EXERCISE =>
Show all lines of the listing that contain the word "stripe".
_ _ _ _
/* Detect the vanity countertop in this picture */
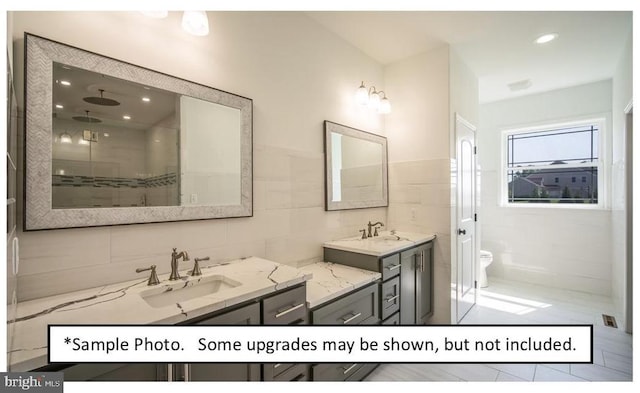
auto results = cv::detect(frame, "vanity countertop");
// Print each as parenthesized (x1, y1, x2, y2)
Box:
(323, 231, 437, 257)
(299, 262, 381, 309)
(8, 257, 311, 372)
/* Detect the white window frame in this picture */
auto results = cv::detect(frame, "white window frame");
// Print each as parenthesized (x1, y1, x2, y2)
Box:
(501, 118, 606, 209)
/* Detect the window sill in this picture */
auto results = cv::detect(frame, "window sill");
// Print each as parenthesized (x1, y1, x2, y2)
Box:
(500, 202, 608, 211)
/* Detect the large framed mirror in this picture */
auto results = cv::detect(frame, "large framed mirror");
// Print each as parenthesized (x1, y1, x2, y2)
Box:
(324, 121, 388, 211)
(24, 33, 253, 230)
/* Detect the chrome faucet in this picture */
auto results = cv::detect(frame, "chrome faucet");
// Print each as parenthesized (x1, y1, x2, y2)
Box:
(367, 221, 384, 237)
(169, 248, 190, 280)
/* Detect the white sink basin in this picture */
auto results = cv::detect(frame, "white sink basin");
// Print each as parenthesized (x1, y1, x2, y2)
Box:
(139, 275, 242, 308)
(370, 235, 402, 242)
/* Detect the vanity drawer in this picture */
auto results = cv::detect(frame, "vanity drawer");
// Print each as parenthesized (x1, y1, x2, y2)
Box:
(380, 276, 400, 320)
(381, 253, 401, 281)
(382, 312, 400, 325)
(263, 362, 307, 381)
(312, 283, 379, 325)
(262, 285, 307, 325)
(312, 362, 363, 381)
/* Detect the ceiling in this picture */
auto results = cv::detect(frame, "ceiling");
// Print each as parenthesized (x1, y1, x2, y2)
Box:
(306, 11, 632, 103)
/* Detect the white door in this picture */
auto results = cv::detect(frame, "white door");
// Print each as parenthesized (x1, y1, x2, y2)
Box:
(455, 114, 477, 323)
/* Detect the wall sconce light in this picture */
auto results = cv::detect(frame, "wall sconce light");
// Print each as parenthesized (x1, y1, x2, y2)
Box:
(59, 132, 72, 144)
(355, 81, 391, 114)
(140, 11, 210, 37)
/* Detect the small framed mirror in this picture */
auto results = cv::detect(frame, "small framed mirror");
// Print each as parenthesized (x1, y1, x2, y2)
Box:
(324, 121, 388, 211)
(24, 34, 253, 230)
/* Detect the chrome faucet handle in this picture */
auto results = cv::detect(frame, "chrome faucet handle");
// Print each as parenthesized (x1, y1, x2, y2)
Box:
(191, 257, 210, 276)
(136, 265, 160, 286)
(359, 229, 367, 239)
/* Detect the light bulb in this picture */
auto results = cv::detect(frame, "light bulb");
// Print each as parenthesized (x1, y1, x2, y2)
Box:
(355, 82, 369, 106)
(368, 91, 381, 111)
(182, 11, 209, 36)
(379, 97, 391, 114)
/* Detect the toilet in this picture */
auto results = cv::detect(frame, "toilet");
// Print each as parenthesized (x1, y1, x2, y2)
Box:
(479, 250, 493, 288)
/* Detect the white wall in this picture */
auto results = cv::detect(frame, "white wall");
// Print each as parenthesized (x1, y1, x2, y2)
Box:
(12, 11, 387, 301)
(385, 45, 453, 324)
(610, 32, 632, 320)
(479, 80, 613, 296)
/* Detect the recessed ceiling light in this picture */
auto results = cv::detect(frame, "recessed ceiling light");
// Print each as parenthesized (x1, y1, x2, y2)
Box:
(103, 133, 110, 137)
(123, 115, 131, 120)
(142, 97, 151, 102)
(60, 80, 71, 86)
(535, 33, 558, 44)
(55, 104, 64, 109)
(508, 79, 532, 92)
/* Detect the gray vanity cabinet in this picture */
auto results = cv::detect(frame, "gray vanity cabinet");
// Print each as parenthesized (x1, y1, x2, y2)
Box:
(34, 284, 308, 382)
(182, 283, 308, 382)
(261, 284, 308, 381)
(309, 282, 380, 381)
(56, 363, 166, 381)
(400, 242, 433, 325)
(180, 302, 262, 381)
(324, 240, 433, 326)
(323, 248, 401, 325)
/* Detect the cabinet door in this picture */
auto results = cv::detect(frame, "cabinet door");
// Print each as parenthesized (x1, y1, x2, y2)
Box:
(185, 302, 261, 381)
(61, 363, 166, 381)
(400, 248, 417, 325)
(415, 243, 433, 324)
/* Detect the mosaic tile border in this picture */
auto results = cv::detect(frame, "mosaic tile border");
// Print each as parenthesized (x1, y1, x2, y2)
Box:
(52, 173, 177, 188)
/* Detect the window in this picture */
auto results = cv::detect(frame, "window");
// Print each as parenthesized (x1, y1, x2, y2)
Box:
(504, 119, 602, 206)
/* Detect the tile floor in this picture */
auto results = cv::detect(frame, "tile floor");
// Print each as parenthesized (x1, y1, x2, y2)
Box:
(365, 277, 633, 382)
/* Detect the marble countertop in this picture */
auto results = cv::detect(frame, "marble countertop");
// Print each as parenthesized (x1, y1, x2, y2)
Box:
(8, 257, 311, 372)
(323, 231, 436, 257)
(299, 262, 381, 309)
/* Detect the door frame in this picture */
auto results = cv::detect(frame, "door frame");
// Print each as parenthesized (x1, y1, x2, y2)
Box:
(452, 113, 478, 323)
(624, 100, 632, 334)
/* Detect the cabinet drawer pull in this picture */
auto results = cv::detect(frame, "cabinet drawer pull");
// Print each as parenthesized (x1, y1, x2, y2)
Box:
(386, 263, 401, 271)
(274, 363, 282, 369)
(275, 303, 305, 319)
(167, 363, 173, 381)
(385, 295, 399, 303)
(184, 364, 190, 382)
(341, 312, 362, 324)
(342, 363, 359, 375)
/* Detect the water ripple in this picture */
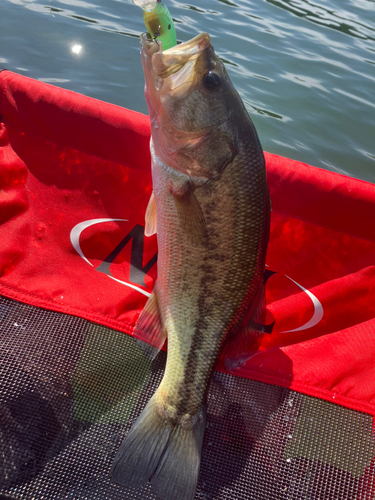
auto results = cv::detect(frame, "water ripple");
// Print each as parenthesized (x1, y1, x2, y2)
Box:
(71, 14, 98, 24)
(280, 72, 329, 92)
(243, 99, 292, 122)
(266, 0, 375, 41)
(333, 88, 375, 109)
(2, 0, 374, 182)
(185, 5, 219, 15)
(9, 0, 141, 36)
(214, 0, 239, 7)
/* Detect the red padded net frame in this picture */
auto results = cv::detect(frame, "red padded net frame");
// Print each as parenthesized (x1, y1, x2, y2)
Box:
(0, 70, 374, 500)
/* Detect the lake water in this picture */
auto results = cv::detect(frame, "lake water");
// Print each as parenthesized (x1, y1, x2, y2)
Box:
(1, 0, 375, 183)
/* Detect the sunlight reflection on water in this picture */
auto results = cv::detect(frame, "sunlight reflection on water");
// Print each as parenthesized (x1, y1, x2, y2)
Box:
(71, 43, 83, 54)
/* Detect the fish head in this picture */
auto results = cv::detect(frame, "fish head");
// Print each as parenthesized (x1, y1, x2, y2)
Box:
(140, 32, 241, 181)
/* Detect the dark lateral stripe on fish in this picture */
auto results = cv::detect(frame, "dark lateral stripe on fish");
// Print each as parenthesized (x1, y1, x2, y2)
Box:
(176, 265, 224, 415)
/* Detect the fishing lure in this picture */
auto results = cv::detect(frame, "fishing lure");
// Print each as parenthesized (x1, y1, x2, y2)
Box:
(134, 0, 177, 50)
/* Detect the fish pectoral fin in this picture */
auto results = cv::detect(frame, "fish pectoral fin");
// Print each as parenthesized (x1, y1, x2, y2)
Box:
(145, 191, 157, 236)
(222, 283, 270, 371)
(111, 395, 206, 500)
(173, 185, 207, 245)
(133, 285, 166, 359)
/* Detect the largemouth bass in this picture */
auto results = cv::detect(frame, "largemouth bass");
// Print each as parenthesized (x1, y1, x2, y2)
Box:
(111, 32, 270, 500)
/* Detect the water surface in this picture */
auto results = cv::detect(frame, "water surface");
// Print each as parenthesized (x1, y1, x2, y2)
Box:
(1, 0, 375, 182)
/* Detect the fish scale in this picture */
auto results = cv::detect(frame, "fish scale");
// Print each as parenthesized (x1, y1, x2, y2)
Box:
(111, 32, 270, 500)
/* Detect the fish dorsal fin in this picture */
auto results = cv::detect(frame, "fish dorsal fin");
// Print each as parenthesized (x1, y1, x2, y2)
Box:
(145, 191, 157, 237)
(222, 283, 271, 371)
(172, 185, 207, 246)
(133, 285, 166, 359)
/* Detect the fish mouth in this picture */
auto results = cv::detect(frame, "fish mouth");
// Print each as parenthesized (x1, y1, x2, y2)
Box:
(140, 32, 212, 94)
(140, 32, 212, 65)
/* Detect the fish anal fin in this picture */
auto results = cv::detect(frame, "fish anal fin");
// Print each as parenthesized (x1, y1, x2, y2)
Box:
(222, 283, 268, 371)
(133, 285, 166, 359)
(145, 191, 157, 237)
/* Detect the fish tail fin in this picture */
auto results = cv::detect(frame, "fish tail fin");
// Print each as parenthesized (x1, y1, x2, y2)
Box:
(111, 395, 171, 488)
(111, 396, 206, 500)
(151, 405, 206, 500)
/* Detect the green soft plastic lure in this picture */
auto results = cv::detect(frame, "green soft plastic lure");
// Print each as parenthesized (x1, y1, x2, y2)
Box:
(134, 0, 177, 50)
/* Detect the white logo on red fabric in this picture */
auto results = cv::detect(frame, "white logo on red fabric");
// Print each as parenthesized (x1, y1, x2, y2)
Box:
(282, 275, 323, 333)
(70, 218, 154, 298)
(70, 220, 324, 332)
(70, 218, 128, 267)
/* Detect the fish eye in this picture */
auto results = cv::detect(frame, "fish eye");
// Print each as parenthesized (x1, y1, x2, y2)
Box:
(203, 71, 221, 91)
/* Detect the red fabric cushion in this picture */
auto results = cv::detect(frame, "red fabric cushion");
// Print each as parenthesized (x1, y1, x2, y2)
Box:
(1, 70, 374, 416)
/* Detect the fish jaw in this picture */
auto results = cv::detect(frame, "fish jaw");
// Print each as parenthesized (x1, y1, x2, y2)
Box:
(140, 32, 212, 91)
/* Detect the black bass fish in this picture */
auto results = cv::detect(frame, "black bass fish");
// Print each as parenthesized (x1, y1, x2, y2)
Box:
(111, 32, 270, 500)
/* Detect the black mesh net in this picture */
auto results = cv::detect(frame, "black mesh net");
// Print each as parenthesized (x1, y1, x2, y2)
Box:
(0, 294, 374, 500)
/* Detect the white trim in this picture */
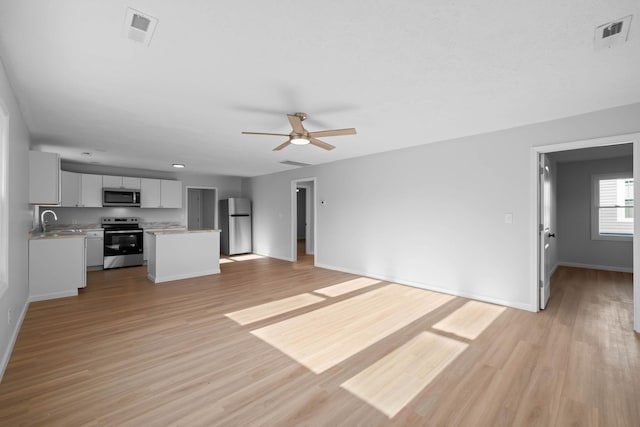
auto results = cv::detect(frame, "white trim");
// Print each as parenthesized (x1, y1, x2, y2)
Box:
(28, 290, 78, 302)
(315, 262, 536, 312)
(556, 261, 633, 274)
(532, 132, 640, 332)
(148, 268, 220, 283)
(290, 177, 317, 264)
(253, 251, 294, 262)
(0, 300, 28, 382)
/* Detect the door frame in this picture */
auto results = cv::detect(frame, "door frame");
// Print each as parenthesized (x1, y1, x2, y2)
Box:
(531, 132, 639, 332)
(185, 186, 218, 229)
(291, 177, 317, 263)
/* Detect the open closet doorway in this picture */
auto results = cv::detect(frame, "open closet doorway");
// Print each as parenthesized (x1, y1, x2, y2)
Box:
(187, 187, 218, 230)
(291, 178, 316, 265)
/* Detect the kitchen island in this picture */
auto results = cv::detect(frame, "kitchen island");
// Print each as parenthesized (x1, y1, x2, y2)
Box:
(146, 229, 221, 283)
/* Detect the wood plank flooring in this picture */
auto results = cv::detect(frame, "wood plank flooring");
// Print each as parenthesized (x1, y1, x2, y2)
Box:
(0, 260, 638, 426)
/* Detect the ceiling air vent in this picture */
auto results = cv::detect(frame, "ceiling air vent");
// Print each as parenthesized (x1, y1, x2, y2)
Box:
(594, 15, 632, 50)
(124, 8, 158, 46)
(280, 160, 311, 168)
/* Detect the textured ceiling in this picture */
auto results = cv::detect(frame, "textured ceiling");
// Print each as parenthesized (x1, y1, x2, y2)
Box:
(0, 0, 638, 177)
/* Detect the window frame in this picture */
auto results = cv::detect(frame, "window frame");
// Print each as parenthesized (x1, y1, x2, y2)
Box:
(591, 172, 634, 241)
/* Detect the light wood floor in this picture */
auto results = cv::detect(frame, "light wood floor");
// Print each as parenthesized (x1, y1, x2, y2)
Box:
(0, 260, 638, 426)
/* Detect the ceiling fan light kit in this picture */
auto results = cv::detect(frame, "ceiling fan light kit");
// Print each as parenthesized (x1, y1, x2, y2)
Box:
(290, 137, 309, 145)
(241, 112, 356, 151)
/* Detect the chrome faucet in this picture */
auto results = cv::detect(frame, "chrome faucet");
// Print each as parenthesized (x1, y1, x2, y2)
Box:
(40, 209, 57, 232)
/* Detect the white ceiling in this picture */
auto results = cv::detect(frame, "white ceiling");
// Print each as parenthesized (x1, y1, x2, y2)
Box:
(0, 1, 638, 177)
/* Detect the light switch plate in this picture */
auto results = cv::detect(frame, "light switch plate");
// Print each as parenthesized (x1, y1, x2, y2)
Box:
(504, 213, 513, 224)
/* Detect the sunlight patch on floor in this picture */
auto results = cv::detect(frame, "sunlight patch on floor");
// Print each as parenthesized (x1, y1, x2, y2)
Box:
(314, 277, 381, 297)
(225, 293, 325, 325)
(341, 331, 468, 418)
(230, 254, 264, 261)
(219, 258, 234, 264)
(432, 300, 506, 340)
(251, 284, 454, 374)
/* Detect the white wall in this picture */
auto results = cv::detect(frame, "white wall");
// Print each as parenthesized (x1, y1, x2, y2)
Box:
(0, 60, 32, 380)
(47, 162, 243, 226)
(556, 156, 633, 272)
(243, 103, 640, 312)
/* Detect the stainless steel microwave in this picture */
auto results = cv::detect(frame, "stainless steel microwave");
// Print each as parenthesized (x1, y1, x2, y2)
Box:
(102, 188, 141, 207)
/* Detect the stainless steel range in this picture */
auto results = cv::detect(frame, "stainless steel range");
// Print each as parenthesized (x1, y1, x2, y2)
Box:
(102, 217, 144, 269)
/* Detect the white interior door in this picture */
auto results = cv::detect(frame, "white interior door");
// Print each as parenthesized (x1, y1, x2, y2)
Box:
(539, 154, 552, 309)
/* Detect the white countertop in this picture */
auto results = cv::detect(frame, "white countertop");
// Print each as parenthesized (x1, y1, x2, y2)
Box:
(148, 229, 220, 236)
(29, 231, 87, 240)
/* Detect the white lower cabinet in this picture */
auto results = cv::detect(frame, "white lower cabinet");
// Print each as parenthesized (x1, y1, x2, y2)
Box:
(86, 230, 104, 268)
(29, 236, 86, 301)
(143, 228, 186, 261)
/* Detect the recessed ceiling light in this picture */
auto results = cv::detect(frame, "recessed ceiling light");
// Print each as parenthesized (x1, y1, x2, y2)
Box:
(172, 163, 185, 168)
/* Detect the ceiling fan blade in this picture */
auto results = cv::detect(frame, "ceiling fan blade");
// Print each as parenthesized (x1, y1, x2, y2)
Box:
(308, 128, 357, 138)
(309, 137, 335, 151)
(242, 131, 291, 137)
(273, 140, 292, 151)
(287, 114, 306, 134)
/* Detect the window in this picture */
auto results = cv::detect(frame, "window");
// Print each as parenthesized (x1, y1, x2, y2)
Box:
(592, 173, 634, 241)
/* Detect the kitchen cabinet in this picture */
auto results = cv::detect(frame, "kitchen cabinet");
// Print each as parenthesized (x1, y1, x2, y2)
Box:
(29, 235, 86, 301)
(161, 180, 182, 208)
(61, 171, 102, 207)
(140, 178, 182, 208)
(86, 230, 104, 268)
(29, 151, 60, 205)
(143, 227, 187, 261)
(103, 175, 141, 189)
_ _ _ _
ANSWER FOR THE TASK =>
/* Detect the dark lateral stripe on fish in this picture */
auto results = cv::detect(frame, "dark lateral stripe on fish");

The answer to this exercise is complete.